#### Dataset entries
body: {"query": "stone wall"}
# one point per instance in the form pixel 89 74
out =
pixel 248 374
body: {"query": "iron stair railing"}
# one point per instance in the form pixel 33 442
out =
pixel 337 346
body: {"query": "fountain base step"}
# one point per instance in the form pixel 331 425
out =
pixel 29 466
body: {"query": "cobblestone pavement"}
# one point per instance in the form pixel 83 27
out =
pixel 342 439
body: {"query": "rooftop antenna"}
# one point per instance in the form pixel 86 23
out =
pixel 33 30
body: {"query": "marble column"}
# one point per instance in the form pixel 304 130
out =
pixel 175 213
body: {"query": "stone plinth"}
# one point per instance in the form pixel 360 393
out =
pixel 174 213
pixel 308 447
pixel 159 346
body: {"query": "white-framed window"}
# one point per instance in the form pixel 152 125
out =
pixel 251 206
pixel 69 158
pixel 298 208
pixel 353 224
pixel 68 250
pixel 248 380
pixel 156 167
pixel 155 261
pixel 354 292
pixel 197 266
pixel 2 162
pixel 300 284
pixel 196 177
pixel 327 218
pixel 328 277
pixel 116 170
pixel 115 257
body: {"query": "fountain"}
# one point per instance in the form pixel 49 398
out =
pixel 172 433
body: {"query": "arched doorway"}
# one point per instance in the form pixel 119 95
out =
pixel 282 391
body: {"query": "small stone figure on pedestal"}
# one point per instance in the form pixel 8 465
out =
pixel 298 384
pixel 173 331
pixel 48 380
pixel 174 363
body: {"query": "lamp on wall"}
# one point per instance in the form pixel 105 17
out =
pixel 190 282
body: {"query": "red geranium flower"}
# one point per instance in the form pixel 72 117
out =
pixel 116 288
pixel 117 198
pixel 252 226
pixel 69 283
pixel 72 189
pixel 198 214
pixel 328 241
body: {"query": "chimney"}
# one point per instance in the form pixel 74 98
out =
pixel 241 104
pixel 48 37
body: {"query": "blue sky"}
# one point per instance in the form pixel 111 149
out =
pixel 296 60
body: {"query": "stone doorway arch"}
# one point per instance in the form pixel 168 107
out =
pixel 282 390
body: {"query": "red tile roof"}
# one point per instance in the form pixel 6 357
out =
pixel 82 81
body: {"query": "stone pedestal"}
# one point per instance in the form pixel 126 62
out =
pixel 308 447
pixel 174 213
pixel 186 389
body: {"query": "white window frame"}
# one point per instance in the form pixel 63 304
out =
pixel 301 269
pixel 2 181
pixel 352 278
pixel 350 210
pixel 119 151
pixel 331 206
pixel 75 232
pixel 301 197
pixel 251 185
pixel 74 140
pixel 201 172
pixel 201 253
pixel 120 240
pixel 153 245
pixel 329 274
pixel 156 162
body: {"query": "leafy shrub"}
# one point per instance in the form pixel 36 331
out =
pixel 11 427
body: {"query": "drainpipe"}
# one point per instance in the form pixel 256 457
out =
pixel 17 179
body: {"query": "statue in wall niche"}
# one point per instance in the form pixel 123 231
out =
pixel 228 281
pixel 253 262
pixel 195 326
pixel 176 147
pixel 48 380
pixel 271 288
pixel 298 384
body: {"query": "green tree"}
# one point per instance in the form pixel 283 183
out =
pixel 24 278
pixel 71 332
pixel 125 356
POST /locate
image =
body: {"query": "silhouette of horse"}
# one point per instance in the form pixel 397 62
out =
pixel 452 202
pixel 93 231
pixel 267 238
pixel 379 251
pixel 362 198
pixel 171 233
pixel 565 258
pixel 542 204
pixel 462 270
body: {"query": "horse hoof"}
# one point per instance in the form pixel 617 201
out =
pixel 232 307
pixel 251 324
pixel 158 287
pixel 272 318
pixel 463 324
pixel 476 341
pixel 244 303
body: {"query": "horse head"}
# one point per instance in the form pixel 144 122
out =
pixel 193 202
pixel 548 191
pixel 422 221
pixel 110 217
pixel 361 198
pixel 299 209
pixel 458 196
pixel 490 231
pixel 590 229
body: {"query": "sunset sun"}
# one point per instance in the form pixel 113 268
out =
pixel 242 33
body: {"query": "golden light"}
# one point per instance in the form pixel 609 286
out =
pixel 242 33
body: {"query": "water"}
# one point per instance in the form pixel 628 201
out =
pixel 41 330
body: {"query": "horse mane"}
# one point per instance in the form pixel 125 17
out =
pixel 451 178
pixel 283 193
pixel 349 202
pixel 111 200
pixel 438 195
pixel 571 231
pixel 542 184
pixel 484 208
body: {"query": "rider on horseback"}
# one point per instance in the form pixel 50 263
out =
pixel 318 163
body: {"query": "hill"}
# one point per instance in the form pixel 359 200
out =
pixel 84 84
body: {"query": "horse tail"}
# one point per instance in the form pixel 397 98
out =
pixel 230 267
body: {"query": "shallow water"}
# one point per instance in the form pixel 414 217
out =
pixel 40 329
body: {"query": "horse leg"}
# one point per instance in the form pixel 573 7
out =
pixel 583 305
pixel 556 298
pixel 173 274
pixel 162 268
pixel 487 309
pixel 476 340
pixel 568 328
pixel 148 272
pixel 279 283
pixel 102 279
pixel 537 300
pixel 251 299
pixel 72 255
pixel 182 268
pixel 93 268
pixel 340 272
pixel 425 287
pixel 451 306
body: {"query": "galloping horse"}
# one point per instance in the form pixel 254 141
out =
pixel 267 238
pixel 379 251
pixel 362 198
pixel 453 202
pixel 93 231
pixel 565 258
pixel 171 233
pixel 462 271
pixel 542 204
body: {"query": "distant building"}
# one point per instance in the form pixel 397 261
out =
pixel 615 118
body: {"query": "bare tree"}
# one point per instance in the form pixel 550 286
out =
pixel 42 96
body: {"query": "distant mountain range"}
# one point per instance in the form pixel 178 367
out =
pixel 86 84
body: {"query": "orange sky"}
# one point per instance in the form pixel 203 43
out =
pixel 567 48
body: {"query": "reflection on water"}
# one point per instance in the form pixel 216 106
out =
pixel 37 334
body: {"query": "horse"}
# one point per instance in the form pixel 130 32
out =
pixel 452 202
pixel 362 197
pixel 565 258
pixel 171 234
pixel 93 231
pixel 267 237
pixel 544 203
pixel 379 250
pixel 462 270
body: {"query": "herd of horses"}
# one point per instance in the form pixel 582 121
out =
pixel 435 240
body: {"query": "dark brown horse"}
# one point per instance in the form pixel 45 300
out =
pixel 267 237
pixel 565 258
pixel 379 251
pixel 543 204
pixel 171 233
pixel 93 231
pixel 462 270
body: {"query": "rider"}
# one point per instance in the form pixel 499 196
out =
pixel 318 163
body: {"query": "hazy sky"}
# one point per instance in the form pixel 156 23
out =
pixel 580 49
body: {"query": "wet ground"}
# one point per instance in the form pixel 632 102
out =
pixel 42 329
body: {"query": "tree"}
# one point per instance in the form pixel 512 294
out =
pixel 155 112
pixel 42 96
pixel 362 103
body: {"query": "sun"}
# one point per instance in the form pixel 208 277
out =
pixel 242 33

#### Work order
Look through the data above. Copy every line with the string "pedestal" in it.

#### Answer box
body: {"query": "small stone figure on pedestal"}
body: {"query": "stone pedestal"}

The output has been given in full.